>> Begin Text passage
HOLDING ON TO THE PAST
My maternal grandmother is 92.5 years old and sharp as a tac. She is my only surviving grandparent, and the final two of seven siblings from her generation still alive. A few years ago, she told me a story about the death of her father when she was eight years old. I was taken aback. I had no idea my grandmother grew up without a father. That her mum, a single mother of seven between the ages of one and 13, raised her family, alone.
I have long thought about sitting with my grandma and documenting her story, but never had the courage to ask if she would allow me to record her words. But I presented the idea to her last weekend, and she didn’t say no.
I am reminded of one of my favourite books, Tuesdays with Morrie: An old man, a young man and life’s greatest lesson, by Mitch Albom. There is so much for us to learn from our aging loved ones, and them, from us. And I am feeling, more than ever, the pull to create an experience where an old lady, and a young lady, have a chat.
I wonder what lessons she can teach me? What world did she grow up in? What hardships and joys, what horrors and celebrations paint her heart? What does it feel like to be so close to the end? To have all your loved ones gone? What does it feel like to bury two grandchildren, my cousins?
Born into The Great Depression, her father dead in the second world war, the middle child of seven, she has lived through almost a century of life, in one of the greatest periods in documented human history. She has seen the world change in the most remarkable ways.
>> End Text passage
>> Begin Stored data
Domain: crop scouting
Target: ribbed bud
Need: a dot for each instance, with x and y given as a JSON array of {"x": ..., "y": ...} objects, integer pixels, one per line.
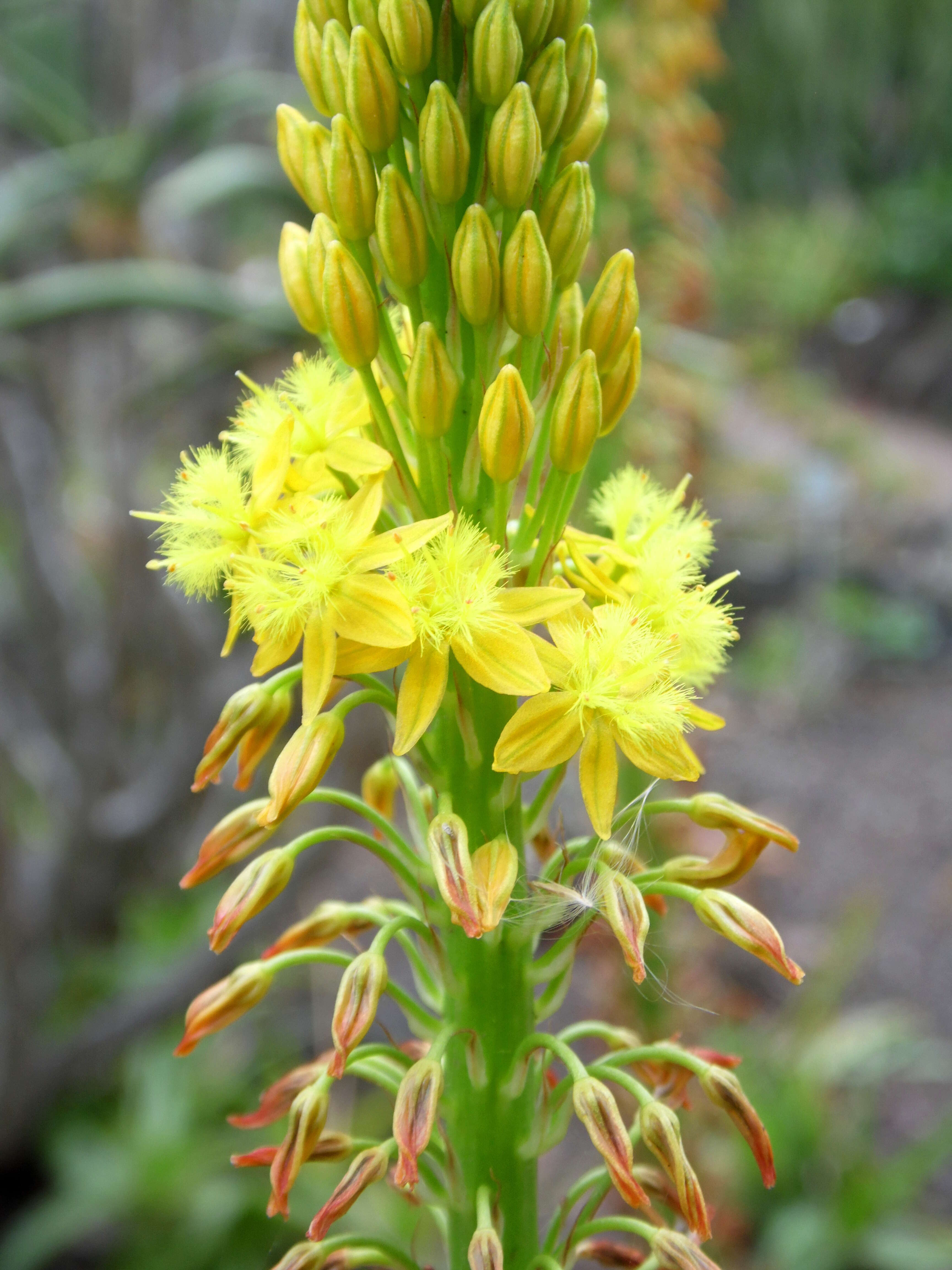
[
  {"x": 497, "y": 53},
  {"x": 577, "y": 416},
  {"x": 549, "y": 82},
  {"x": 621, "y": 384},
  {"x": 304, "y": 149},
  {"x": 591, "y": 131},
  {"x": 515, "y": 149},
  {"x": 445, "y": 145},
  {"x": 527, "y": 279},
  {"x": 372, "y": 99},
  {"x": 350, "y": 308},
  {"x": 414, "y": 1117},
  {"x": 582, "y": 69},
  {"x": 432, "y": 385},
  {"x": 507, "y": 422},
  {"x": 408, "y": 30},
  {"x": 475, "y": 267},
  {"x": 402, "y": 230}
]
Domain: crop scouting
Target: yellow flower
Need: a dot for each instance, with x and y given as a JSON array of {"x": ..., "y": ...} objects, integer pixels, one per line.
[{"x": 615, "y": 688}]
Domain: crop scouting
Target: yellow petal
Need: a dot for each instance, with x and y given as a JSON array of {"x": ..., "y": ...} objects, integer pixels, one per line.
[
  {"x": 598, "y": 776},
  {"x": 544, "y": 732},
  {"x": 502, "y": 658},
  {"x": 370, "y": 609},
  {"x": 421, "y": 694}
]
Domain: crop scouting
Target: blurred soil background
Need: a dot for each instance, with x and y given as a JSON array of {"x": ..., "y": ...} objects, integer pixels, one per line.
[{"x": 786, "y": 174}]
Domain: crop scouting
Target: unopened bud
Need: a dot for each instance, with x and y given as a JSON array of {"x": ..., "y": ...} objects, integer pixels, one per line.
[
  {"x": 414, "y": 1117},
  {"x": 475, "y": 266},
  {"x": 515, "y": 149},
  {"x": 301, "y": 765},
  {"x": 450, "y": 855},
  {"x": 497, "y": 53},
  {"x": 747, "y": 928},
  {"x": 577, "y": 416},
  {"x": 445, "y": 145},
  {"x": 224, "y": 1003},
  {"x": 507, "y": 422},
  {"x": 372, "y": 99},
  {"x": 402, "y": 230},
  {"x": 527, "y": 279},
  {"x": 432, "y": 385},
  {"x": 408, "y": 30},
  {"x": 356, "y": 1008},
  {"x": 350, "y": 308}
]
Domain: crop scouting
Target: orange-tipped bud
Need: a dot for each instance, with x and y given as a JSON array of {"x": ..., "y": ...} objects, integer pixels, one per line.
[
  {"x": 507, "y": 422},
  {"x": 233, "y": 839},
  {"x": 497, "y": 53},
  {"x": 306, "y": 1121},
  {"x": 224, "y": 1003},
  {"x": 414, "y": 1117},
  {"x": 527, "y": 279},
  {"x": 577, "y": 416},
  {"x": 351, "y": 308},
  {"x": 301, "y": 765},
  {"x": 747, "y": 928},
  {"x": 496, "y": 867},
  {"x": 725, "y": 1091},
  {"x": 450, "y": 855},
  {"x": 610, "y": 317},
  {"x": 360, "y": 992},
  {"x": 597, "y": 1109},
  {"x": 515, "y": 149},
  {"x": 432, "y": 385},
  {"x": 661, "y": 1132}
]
>> End Stored data
>> Begin Stored data
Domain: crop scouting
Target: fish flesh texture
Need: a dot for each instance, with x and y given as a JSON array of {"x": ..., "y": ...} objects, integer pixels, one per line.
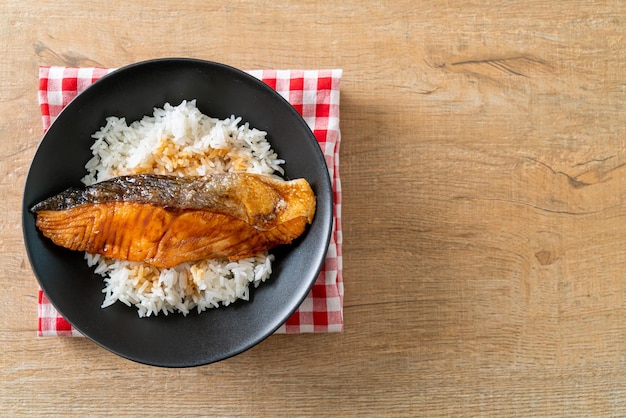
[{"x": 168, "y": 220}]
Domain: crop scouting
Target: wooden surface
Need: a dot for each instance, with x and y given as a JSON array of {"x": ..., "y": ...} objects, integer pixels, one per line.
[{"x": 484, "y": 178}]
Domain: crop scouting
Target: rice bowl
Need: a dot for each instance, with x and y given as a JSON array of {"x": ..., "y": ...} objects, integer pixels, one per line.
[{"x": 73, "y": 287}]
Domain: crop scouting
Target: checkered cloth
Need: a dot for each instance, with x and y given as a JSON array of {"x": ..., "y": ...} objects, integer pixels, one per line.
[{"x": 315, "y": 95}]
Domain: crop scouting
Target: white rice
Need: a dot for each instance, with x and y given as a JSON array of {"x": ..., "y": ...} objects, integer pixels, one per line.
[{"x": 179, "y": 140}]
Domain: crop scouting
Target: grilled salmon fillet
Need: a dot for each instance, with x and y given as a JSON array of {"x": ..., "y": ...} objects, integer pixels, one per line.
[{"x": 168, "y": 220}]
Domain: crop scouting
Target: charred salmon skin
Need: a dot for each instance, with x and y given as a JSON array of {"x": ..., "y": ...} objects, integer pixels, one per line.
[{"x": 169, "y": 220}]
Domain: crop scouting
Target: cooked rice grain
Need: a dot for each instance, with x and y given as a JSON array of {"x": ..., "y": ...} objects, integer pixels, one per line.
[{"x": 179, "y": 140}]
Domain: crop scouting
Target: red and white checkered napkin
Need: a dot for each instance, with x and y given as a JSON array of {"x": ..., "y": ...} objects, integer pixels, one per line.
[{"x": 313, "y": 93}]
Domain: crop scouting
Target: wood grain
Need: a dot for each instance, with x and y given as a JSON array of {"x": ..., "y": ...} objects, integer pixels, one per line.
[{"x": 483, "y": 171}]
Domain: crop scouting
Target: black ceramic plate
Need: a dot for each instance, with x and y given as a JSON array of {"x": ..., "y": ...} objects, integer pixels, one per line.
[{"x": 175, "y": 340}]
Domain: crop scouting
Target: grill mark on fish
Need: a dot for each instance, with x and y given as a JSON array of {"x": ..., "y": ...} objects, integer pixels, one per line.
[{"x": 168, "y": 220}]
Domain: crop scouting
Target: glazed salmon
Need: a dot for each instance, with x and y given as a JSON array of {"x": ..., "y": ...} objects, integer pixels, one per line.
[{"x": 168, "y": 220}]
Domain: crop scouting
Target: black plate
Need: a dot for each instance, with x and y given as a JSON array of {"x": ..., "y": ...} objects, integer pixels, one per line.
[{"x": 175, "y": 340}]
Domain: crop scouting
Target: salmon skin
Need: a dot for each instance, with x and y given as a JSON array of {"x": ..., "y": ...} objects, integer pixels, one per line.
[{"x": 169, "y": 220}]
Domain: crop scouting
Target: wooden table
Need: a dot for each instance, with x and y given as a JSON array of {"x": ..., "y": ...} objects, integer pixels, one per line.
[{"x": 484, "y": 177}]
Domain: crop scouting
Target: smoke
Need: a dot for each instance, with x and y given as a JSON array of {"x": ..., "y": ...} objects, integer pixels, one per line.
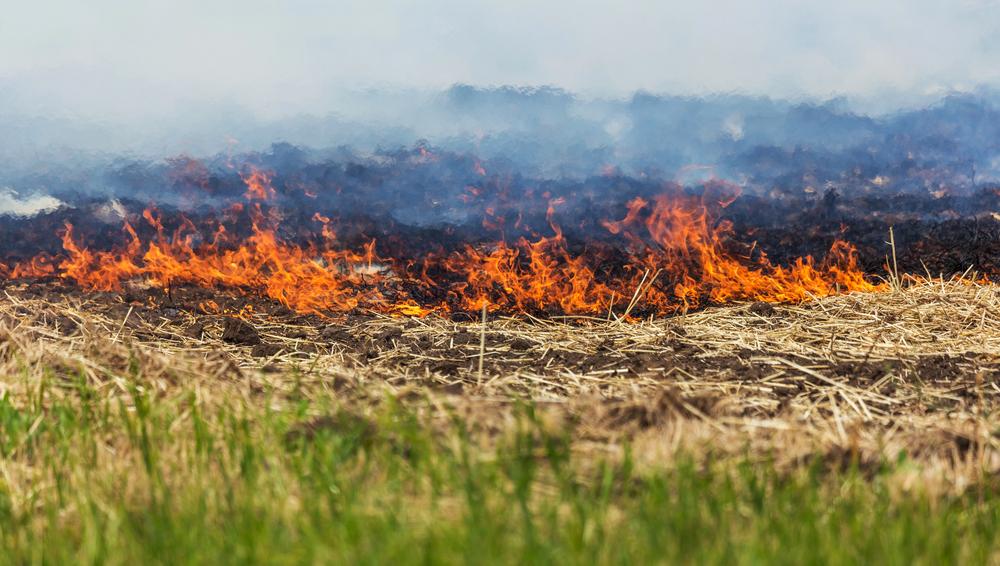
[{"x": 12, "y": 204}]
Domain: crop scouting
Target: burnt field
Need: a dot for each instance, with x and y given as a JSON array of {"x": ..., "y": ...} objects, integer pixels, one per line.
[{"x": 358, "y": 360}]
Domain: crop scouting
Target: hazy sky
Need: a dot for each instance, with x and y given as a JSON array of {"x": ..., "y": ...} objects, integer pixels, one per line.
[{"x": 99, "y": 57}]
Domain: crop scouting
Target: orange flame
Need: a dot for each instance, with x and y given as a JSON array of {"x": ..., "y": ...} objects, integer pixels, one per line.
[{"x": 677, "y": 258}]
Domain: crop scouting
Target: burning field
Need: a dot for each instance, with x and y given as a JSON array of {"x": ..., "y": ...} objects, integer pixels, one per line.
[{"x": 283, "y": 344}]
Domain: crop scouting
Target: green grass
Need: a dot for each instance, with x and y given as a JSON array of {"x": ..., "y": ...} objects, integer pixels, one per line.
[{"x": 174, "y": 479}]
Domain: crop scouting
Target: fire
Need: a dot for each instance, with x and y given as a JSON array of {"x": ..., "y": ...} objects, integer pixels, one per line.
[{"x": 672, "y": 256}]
>> End Stored data
**Jobs**.
A. Copy the passage about the grandmother from "I have long" up to and including "have a chat.".
B. Locate every line in the records that contains the string "orange", matching case exactly, and copy each of those lines.

**Results for each task**.
A.
I have long thought about sitting with my grandma and documenting her story, but never had the courage to ask if she would allow me to record her words. But I presented the idea to her last weekend, and she didn’t say no.
I am reminded of one of my favourite books, Tuesdays with Morrie: An old man, a young man and life’s greatest lesson, by Mitch Albom. There is so much for us to learn from our aging loved ones, and them, from us. And I am feeling, more than ever, the pull to create an experience where an old lady, and a young lady, have a chat.

B.
Target: orange-tipped bud
Target: orange flame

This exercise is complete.